◆ **Task details**:
Rescale the entries below by copying every line, requests included, and multiplying each bounding-box coordinate in the answers by 0.7, rounding to whole numbers with halves going up. Keep every number in the requests and their format samples unchanged.

(Entries from a data source)
:::::

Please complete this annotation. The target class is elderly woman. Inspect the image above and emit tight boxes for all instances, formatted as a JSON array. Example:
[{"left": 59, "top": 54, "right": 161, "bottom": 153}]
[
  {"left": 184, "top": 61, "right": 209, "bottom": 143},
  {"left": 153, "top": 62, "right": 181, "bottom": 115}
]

:::::

◆ **Reply**:
Please complete this annotation. The target class is elderly woman. Inspect the image above and emit tight boxes for all instances, formatted as a JSON array. Example:
[{"left": 59, "top": 54, "right": 161, "bottom": 153}]
[
  {"left": 129, "top": 43, "right": 146, "bottom": 100},
  {"left": 107, "top": 43, "right": 127, "bottom": 81}
]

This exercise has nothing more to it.